[Source data]

━━━

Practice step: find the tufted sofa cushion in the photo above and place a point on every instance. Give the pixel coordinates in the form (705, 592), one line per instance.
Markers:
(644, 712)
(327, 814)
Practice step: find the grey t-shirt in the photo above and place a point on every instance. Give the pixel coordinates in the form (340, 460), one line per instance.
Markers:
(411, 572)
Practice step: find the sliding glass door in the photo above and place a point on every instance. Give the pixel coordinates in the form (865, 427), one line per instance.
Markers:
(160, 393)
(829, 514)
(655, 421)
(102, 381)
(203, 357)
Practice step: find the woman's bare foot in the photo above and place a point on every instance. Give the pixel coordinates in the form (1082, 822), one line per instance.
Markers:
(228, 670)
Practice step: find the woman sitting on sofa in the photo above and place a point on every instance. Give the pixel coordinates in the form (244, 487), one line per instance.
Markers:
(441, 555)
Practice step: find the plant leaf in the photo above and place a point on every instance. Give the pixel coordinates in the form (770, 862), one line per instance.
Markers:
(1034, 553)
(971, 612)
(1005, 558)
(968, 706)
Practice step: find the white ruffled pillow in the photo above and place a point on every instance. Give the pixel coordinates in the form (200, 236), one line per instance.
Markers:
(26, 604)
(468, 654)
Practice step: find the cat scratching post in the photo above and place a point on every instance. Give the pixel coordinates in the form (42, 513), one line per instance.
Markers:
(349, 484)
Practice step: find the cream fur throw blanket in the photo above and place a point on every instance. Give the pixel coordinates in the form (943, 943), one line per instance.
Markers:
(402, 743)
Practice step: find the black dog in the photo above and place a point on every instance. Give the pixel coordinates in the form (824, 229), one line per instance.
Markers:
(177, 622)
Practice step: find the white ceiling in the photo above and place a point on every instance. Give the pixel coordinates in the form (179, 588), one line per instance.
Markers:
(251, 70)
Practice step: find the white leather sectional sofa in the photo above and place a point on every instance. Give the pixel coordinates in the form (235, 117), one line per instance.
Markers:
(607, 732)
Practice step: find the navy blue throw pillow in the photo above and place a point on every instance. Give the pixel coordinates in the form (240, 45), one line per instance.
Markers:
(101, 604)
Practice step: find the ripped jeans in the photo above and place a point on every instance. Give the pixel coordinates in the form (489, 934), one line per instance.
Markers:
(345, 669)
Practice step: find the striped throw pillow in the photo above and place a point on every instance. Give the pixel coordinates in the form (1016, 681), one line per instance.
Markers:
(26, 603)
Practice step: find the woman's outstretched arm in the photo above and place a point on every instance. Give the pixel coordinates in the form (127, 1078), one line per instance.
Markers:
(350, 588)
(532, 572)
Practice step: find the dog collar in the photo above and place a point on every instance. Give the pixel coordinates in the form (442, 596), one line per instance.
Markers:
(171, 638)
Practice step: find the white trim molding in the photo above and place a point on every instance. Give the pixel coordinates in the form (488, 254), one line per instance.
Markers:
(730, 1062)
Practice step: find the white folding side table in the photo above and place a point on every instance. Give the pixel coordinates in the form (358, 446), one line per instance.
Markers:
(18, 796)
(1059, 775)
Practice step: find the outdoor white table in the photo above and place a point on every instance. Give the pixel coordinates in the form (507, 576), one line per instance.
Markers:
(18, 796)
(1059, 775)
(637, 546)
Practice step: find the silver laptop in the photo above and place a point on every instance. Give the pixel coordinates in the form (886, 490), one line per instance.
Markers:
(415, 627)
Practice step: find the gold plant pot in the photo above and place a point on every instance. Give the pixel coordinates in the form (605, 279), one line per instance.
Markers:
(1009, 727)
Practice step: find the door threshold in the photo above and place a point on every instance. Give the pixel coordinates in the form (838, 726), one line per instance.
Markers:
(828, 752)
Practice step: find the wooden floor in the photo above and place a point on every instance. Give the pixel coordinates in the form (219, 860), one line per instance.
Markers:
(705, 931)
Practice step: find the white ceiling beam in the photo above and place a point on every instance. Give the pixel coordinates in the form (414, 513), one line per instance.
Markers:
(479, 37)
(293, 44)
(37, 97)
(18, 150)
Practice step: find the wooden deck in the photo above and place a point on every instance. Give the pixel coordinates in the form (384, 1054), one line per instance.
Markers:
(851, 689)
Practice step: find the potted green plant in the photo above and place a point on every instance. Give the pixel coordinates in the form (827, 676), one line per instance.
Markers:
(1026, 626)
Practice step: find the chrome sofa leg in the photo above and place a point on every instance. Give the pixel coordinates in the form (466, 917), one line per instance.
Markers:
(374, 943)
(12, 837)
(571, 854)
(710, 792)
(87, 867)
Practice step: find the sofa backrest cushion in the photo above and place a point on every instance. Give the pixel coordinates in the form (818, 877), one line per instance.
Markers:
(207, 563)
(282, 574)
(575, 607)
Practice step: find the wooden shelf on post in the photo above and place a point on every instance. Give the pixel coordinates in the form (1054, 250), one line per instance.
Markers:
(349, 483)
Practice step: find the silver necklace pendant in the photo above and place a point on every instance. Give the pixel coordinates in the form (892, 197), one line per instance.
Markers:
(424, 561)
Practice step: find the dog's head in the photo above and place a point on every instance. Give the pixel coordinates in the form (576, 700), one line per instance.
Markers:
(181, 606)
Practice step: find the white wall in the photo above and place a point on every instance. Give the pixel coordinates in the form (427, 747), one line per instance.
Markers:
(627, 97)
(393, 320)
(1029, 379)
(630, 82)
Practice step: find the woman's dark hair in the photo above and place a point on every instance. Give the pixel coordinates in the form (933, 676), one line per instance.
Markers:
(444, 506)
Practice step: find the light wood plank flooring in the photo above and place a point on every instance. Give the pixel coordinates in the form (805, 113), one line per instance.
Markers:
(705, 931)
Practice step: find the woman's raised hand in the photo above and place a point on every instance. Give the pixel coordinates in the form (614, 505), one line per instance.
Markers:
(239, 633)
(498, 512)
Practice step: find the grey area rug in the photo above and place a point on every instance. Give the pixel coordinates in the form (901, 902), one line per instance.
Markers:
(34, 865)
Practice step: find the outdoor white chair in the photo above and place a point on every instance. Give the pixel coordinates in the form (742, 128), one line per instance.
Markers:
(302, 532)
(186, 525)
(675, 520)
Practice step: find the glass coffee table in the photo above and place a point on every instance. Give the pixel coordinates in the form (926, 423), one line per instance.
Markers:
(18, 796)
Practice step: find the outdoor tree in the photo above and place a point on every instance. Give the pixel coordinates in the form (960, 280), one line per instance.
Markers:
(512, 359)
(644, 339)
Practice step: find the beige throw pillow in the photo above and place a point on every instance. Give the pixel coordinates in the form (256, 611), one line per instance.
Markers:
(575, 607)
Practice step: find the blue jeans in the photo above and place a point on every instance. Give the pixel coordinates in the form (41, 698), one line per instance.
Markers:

━━━

Every entry is to be repeated precisely as it stands.

Practice step: find the tufted sofa cushion in the photo above and place a point on every instance. Give the pixel coordinates in the form (705, 592), one line per instance.
Markers:
(644, 712)
(327, 814)
Practice step: find the grey t-shirt in the photo above and place a point on every instance. Give the pixel coordinates in the form (340, 460), one line per instance.
Markers:
(411, 572)
Practice step: find the sliding glass door in the photo above and place a point on every instance. Give the pixel coordinates in the form (865, 427), one line per instance.
Markers:
(160, 393)
(829, 514)
(655, 421)
(102, 381)
(203, 357)
Practice step: find the woman's bare foot in the photo above and place a point on every instance. Give the pixel coordinates in the form (1082, 822), one line per instance.
Markers:
(228, 670)
Practice step: find the woman sitting on sofa in the photo above and place a point on every instance. Give the pixel coordinates in the form (244, 487), one line per instance.
Markers:
(441, 555)
Practice step: find the plant leaf in the photo above and place a point on every instance. Give the pixel coordinates in the form (770, 862), one line per instance.
Markers:
(1034, 553)
(971, 612)
(1005, 558)
(968, 706)
Practice step: find the white ruffled pillow in the photo above and place a point on every instance. Give the pixel coordinates in the form (200, 236), one line per instance.
Markers:
(26, 604)
(468, 654)
Practice step: find the cat scratching post in the photo above and place a point on every instance. Give the pixel coordinates in the form (42, 513), one line per instance.
Markers:
(349, 484)
Practice step: find the cream fur throw blanket in the photo above and place a point on every instance. Give the pixel coordinates in the form (943, 943), one line per instance.
Markers:
(402, 743)
Practice step: find the black dog in the photo above and place a point on every instance. Give the pixel coordinates in the form (824, 229), one line per instance.
Markers:
(177, 622)
Practice step: find the white ceiling in the photo above and place a point on every instance. Give the pixel coordinates in the form (179, 588), one line per instance.
Markers:
(251, 70)
Practice step: find the white leather sectional sofa in the photo above and place a point on every instance. Give the pixel coordinates in the form (235, 117), one line per instance.
Markers:
(607, 732)
Practice step: find the navy blue throw pillow in the photo above and place a point on every instance. Give the pixel coordinates in the form (240, 45), one line per instance.
Markers:
(101, 604)
Practice step: find the ripped jeans in the photo above and place a point on every instance. Give the pixel coordinates in the form (489, 934), one line per instance.
Markers:
(345, 669)
Practice step: find the striped throw pillow in the photo above and place a point on every instance. Give the pixel coordinates in the form (1016, 681), one line per instance.
Markers:
(26, 603)
Practice step: find the woman's outstretched arm in the photo above and place a point on every instance. Give the pixel coordinates in the form (127, 1078), one line per instance.
Markers:
(350, 588)
(532, 572)
Practice step: find the dog collar in the photo above and place a point on every instance. Give the pixel coordinates in the form (442, 596), one line per instance.
Markers:
(171, 638)
Practice step: find the white trim molding in the photo above and place a point on every instance. Give the pixel coordinates in the form (488, 254), one line per instance.
Markers:
(730, 1062)
Practice step: find the white folding side table in the photo above and place a point on every instance. Give the pixel coordinates in the form (358, 446), one line per instance.
Markers:
(18, 796)
(1059, 775)
Practice step: find the outdoor white table in the photo above and place a point on every instance. Give the pixel coordinates in the form (507, 576), one line per instance.
Markers:
(18, 796)
(1059, 775)
(637, 546)
Practice step: find the silver laptop in the photo above and place a point on every instance. Give the pixel coordinates in the form (886, 490), one line per instance.
Markers:
(415, 627)
Practice step: find the gold plant pot in the photo above and place a point on every instance. Give the pixel coordinates in the form (605, 279), one line per instance.
Markers:
(1009, 727)
Practice step: find the door threshold in the photo above and place a point on every instance. Give the pixel coordinates in the form (838, 726), one line per instance.
Markers:
(828, 752)
Practice step: find the wooden floor in the photo above and place a point on every instance. Give the pixel coordinates in the form (219, 860), one line per instance.
Markers:
(705, 931)
Practice step: find the white ceiling beam in the photo above and place a point on every instance. Give the pixel coordinates in the form (414, 513), one line per instance.
Markers:
(479, 37)
(293, 44)
(37, 97)
(18, 150)
Practice step: find the wooden deck in the photo above and place a point on every instance. Give the pixel coordinates in the form (384, 1054), one line per instance.
Markers:
(851, 689)
Practice step: find the potted green plant in the photo above and place a point on every instance. Give the pixel coordinates in the form (827, 676), one line per instance.
Markers:
(1026, 626)
Practice step: find the chrome sofa leg in the photo above and place a point on every instance. Give the pixel coordinates in the form (466, 917), one line per instance.
Markers:
(374, 943)
(12, 837)
(571, 854)
(710, 792)
(87, 867)
Practice step: find the sofa backrest cushion in the photo above and place a point on every instance. Give the pixel coordinates in the form (818, 877), one line per instance.
Markers:
(207, 563)
(282, 574)
(575, 607)
Practice step: find the wooden shelf on post in the photo above and place a point on every instance. Give the pixel coordinates in the form (1054, 250), one line per instance.
Markers:
(349, 483)
Practice step: find the silver necklace pendant in the photo above and place a point on every instance. Give the pixel coordinates in the form (892, 197), one line per instance.
Markers:
(424, 561)
Practice step: find the dog's head in the photo above and place a point on every instance. Give the pixel coordinates in the form (576, 700), one line per instance.
Markers:
(181, 606)
Practice step: find the white wall in the photo above and place a point on every instance. Give the pixel coordinates in the form (427, 747), one line per instance.
Markers:
(627, 97)
(393, 320)
(1029, 379)
(630, 82)
Practice step: find the woman's dark hair in the photo above and place a point on every instance. Give the pixel coordinates in the form (933, 676), one line per instance.
Markers:
(444, 506)
Practice step: find the light wood plank flooring in the photo above and place a point on every instance. Give the pixel coordinates in the form (805, 113), one line per instance.
Markers:
(705, 931)
Practice step: find the woman's raised hand in the photo above and place a point on every instance. Give the pixel coordinates in the form (614, 505), one line per instance.
Markers:
(239, 633)
(498, 512)
Practice step: find the grey area rug in the photo above and place a point on every instance. Give the pixel coordinates in the form (901, 902), one line per instance.
Markers:
(34, 865)
Practice step: find the outdoor white chair in the photo above and place a point on every instance. Give the pixel coordinates in the form (742, 128), one line per instance.
Markers:
(302, 532)
(186, 525)
(675, 520)
Practice step: find the glass coffee table in the photo above and place a point on every instance. Give the pixel coordinates in the form (926, 423), one line per instance.
Markers:
(18, 796)
Practice step: find the outdoor tree in the photo above and place a point on every instance. Give the pixel coordinates in the form (960, 280), one line per instance.
Markers:
(512, 359)
(644, 339)
Practice step: find the beige throw pillow in the photo above and place a point on every instance. Give the pixel coordinates in the form (256, 611), one line per instance.
Markers:
(575, 607)
Practice step: find the blue jeans in the photo above and place a point on every instance. Give the pixel coordinates in the form (41, 698), one line per instance.
Markers:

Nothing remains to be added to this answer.